WORK TO COMPLETE | Copy out every line of the records below, character for character, with nothing changed or left out.

Stored data:
━━━━━━━━━━━━━━━━━━━━

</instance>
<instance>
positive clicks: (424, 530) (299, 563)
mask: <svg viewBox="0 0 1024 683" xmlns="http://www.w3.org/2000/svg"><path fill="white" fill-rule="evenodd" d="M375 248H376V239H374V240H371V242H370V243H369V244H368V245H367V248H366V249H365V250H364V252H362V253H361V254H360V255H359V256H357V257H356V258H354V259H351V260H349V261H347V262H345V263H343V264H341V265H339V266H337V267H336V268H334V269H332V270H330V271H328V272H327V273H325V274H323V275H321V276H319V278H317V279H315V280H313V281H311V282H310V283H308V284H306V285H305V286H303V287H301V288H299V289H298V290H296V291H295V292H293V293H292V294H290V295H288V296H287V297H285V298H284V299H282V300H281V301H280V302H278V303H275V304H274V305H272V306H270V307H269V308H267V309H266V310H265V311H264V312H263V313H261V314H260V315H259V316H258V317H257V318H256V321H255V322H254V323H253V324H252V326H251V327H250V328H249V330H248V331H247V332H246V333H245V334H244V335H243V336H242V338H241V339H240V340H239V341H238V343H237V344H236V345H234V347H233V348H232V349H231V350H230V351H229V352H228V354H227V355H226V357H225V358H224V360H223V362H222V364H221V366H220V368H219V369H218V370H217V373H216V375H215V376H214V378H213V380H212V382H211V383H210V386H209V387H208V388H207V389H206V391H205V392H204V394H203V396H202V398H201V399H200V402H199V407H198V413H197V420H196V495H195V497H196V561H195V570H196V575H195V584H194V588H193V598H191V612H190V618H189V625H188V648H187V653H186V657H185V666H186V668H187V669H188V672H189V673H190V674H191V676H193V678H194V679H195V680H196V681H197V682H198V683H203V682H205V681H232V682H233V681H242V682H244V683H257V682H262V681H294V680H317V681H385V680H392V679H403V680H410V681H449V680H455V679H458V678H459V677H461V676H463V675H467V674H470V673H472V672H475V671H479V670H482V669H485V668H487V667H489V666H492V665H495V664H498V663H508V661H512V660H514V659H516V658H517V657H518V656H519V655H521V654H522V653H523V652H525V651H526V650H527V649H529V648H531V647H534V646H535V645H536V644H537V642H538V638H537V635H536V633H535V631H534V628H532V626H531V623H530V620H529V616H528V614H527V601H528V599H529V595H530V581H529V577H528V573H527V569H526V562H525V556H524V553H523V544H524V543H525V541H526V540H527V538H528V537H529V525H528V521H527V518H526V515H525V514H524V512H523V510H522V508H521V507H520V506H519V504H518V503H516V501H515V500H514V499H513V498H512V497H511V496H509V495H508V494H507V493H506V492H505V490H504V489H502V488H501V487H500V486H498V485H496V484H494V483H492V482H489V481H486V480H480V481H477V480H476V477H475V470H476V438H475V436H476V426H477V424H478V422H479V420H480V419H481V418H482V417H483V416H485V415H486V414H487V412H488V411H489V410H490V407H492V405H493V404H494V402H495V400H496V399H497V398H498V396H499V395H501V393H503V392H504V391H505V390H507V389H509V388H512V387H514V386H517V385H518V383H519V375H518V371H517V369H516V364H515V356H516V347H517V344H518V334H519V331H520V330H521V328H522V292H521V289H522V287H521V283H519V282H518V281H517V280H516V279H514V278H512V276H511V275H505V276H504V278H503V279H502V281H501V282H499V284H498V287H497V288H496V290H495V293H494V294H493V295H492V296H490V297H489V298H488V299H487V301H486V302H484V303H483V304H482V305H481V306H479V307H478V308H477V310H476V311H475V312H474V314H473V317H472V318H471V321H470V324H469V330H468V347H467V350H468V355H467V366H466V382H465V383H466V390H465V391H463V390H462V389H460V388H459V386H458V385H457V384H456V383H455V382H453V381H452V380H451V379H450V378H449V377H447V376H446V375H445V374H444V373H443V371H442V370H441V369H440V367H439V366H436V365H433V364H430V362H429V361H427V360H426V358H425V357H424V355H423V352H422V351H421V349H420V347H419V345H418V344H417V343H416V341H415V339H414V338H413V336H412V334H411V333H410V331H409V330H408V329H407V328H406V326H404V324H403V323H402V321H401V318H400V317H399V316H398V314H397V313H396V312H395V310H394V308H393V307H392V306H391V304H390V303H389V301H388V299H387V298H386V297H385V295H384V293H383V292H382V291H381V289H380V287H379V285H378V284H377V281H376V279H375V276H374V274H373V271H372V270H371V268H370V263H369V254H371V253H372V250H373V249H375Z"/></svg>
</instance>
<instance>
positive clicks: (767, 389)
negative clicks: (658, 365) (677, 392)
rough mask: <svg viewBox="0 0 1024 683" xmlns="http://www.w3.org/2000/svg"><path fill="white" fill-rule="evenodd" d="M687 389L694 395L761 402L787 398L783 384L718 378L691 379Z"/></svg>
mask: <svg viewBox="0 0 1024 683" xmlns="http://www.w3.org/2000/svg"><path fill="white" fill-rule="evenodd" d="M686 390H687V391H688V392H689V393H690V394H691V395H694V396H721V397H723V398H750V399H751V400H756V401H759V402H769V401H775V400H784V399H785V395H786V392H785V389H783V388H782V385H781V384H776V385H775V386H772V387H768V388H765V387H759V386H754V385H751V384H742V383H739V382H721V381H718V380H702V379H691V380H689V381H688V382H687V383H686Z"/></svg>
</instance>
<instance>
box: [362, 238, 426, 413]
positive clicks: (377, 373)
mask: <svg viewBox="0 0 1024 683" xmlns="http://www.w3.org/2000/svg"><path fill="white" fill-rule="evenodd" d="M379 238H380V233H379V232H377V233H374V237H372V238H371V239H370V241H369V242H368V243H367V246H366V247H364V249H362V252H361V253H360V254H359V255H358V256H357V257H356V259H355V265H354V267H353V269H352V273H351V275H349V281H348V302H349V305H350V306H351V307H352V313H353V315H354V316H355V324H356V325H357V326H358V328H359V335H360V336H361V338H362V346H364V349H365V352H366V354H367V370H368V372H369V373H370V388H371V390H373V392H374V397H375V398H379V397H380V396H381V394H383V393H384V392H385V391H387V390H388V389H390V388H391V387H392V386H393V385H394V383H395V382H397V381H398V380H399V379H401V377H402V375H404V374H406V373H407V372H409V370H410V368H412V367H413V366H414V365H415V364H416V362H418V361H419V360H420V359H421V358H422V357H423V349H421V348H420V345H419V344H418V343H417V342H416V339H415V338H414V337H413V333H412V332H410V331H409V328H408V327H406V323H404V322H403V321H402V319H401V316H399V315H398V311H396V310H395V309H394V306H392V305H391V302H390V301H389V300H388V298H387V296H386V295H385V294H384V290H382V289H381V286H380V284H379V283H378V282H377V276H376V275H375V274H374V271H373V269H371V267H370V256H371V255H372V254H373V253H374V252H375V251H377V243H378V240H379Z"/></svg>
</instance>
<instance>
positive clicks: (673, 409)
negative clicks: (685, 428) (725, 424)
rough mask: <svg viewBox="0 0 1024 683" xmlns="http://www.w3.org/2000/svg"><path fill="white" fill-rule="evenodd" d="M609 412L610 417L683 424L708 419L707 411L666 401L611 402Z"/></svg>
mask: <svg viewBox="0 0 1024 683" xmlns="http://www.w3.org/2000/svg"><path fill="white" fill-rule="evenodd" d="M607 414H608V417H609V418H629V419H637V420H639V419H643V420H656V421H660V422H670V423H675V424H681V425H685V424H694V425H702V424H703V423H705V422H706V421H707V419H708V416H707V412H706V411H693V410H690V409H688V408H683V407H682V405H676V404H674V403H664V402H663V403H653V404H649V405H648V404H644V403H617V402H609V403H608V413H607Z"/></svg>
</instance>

━━━━━━━━━━━━━━━━━━━━

ANSWER FOR THIS EXERCISE |
</instance>
<instance>
positive clicks: (424, 530) (299, 563)
mask: <svg viewBox="0 0 1024 683" xmlns="http://www.w3.org/2000/svg"><path fill="white" fill-rule="evenodd" d="M375 248H376V239H374V240H371V242H370V243H369V244H368V245H367V248H366V249H365V250H364V252H362V253H361V254H360V255H359V256H357V257H356V258H354V259H351V260H349V261H347V262H345V263H343V264H341V265H339V266H337V267H336V268H334V269H332V270H330V271H328V272H327V273H325V274H323V275H321V276H319V278H317V279H315V280H313V281H311V282H310V283H308V284H306V285H305V286H303V287H301V288H299V289H298V290H296V291H295V292H293V293H292V294H290V295H288V296H287V297H285V298H284V299H282V300H281V301H280V302H278V303H275V304H274V305H272V306H270V307H269V308H267V309H266V310H265V311H264V312H263V313H261V314H260V315H259V316H258V317H257V318H256V321H255V322H254V323H253V324H252V326H251V327H250V328H249V330H248V331H247V332H246V333H245V334H244V335H243V336H242V338H241V339H240V340H239V341H238V343H237V344H236V345H234V347H233V348H232V349H231V350H230V351H229V352H228V354H227V355H226V357H225V358H224V360H223V362H222V364H221V366H220V368H219V369H218V370H217V373H216V375H215V376H214V378H213V380H212V382H211V383H210V386H209V387H208V388H207V389H206V391H205V392H204V394H203V396H202V398H201V399H200V402H199V407H198V413H197V420H196V495H195V497H196V561H195V570H196V575H195V584H194V588H193V598H191V612H190V618H189V625H188V648H187V653H186V657H185V666H186V668H187V669H188V672H189V673H190V674H191V676H193V678H194V679H195V680H196V681H197V682H198V683H203V682H205V681H232V682H233V681H242V682H244V683H257V682H262V681H294V680H317V681H385V680H392V679H403V680H410V681H449V680H455V679H458V678H459V677H461V676H463V675H467V674H470V673H472V672H475V671H479V670H482V669H485V668H487V667H489V666H492V665H495V664H498V663H508V661H512V660H514V659H516V658H517V657H518V656H519V655H521V654H522V653H523V652H525V651H526V650H527V649H529V648H531V647H534V646H535V645H536V644H537V642H538V638H537V635H536V633H535V631H534V628H532V626H531V623H530V620H529V616H528V614H527V601H528V599H529V595H530V581H529V577H528V573H527V569H526V562H525V556H524V553H523V544H524V543H525V541H526V540H527V538H528V537H529V525H528V521H527V518H526V515H525V514H524V512H523V510H522V508H521V507H520V506H519V504H518V503H516V501H515V500H514V499H513V498H512V497H511V496H509V495H508V494H507V493H506V492H505V490H504V489H502V488H501V487H500V486H498V485H496V484H494V483H492V482H489V481H486V480H480V481H477V480H476V477H475V470H476V438H475V436H476V426H477V424H478V422H479V420H480V419H481V418H482V417H483V416H485V415H486V414H487V412H488V411H489V410H490V407H492V405H493V404H494V402H495V400H496V399H497V398H498V396H499V395H501V393H503V392H504V391H505V390H507V389H509V388H512V387H514V386H517V385H518V383H519V375H518V371H517V369H516V364H515V356H516V347H517V344H518V334H519V331H520V330H521V328H522V292H521V289H522V287H521V283H519V282H518V281H517V280H516V279H514V278H512V276H511V275H505V276H504V278H503V279H502V281H501V282H499V284H498V287H497V288H496V290H495V293H494V294H493V295H492V296H490V297H489V298H488V299H487V301H486V302H484V303H483V304H482V305H481V306H479V307H478V308H477V310H476V311H475V312H474V314H473V317H472V318H471V321H470V324H469V330H468V347H467V350H468V355H467V366H466V382H465V383H466V390H465V391H463V390H462V389H460V388H459V386H458V385H457V384H456V383H455V382H453V381H452V380H451V379H450V378H449V377H447V376H446V375H445V374H444V373H443V371H442V370H441V369H440V367H439V366H436V365H433V364H430V362H429V361H427V360H426V358H425V357H424V355H423V352H422V351H421V349H420V347H419V345H418V344H417V343H416V341H415V339H414V338H413V336H412V334H411V333H410V331H409V330H408V329H407V328H406V326H404V324H403V323H402V321H401V318H400V317H399V316H398V314H397V313H396V312H395V310H394V308H393V307H392V306H391V304H390V303H389V301H388V299H387V298H386V297H385V295H384V293H383V292H382V291H381V289H380V287H379V285H378V284H377V281H376V279H375V276H374V274H373V271H372V270H371V268H370V263H369V254H371V253H372V250H373V249H375Z"/></svg>
</instance>
<instance>
positive clicks: (767, 389)
negative clicks: (658, 365) (677, 392)
rough mask: <svg viewBox="0 0 1024 683" xmlns="http://www.w3.org/2000/svg"><path fill="white" fill-rule="evenodd" d="M687 389L694 395L761 402L787 398L783 384L718 378L691 379Z"/></svg>
mask: <svg viewBox="0 0 1024 683" xmlns="http://www.w3.org/2000/svg"><path fill="white" fill-rule="evenodd" d="M686 390H687V391H688V392H689V393H690V394H691V395H694V396H721V397H723V398H750V399H751V400H756V401H759V402H769V401H775V400H784V399H785V395H786V392H785V389H783V388H782V385H781V384H776V385H775V386H772V387H768V388H765V387H759V386H754V385H751V384H742V383H739V382H721V381H718V380H702V379H691V380H689V381H688V382H687V383H686Z"/></svg>
</instance>
<instance>
box: [362, 238, 426, 413]
positive clicks: (377, 373)
mask: <svg viewBox="0 0 1024 683" xmlns="http://www.w3.org/2000/svg"><path fill="white" fill-rule="evenodd" d="M379 238H380V233H379V232H377V233H374V237H372V238H371V239H370V241H369V242H368V243H367V246H366V247H364V249H362V252H361V253H360V254H359V255H358V256H357V257H356V259H355V265H354V267H353V269H352V273H351V275H349V281H348V302H349V305H350V306H351V307H352V313H353V315H354V316H355V324H356V325H357V326H358V328H359V335H360V336H361V338H362V346H364V349H365V352H366V354H367V370H368V372H369V373H370V388H371V390H373V392H374V397H375V398H379V397H380V396H381V394H383V393H384V392H385V391H387V390H388V389H390V388H391V387H392V386H393V385H394V383H395V382H397V381H398V380H399V379H401V377H402V375H404V374H406V373H407V372H409V370H410V368H412V367H413V366H414V365H415V364H416V362H418V361H419V360H420V359H421V358H422V357H423V349H421V348H420V345H419V344H418V343H417V342H416V339H415V338H414V337H413V333H412V332H410V331H409V328H408V327H406V323H404V322H403V321H402V319H401V316H399V315H398V311H396V310H395V309H394V306H392V305H391V302H390V301H389V300H388V298H387V296H386V295H385V294H384V290H382V289H381V286H380V284H379V283H378V282H377V276H376V275H375V274H374V271H373V269H371V267H370V256H371V255H372V254H373V253H374V252H375V251H377V243H378V240H379Z"/></svg>
</instance>
<instance>
positive clicks: (673, 409)
negative clicks: (685, 428) (725, 424)
rough mask: <svg viewBox="0 0 1024 683" xmlns="http://www.w3.org/2000/svg"><path fill="white" fill-rule="evenodd" d="M609 412L610 417L683 424L708 419L707 411L666 401L611 402Z"/></svg>
mask: <svg viewBox="0 0 1024 683" xmlns="http://www.w3.org/2000/svg"><path fill="white" fill-rule="evenodd" d="M607 414H608V417H609V418H629V419H637V420H639V419H643V420H656V421H660V422H670V423H675V424H681V425H685V424H694V425H702V424H703V423H705V422H706V421H707V419H708V416H707V412H706V411H693V410H690V409H688V408H683V407H682V405H676V404H674V403H664V402H663V403H653V404H649V405H648V404H644V403H617V402H609V403H608V413H607Z"/></svg>
</instance>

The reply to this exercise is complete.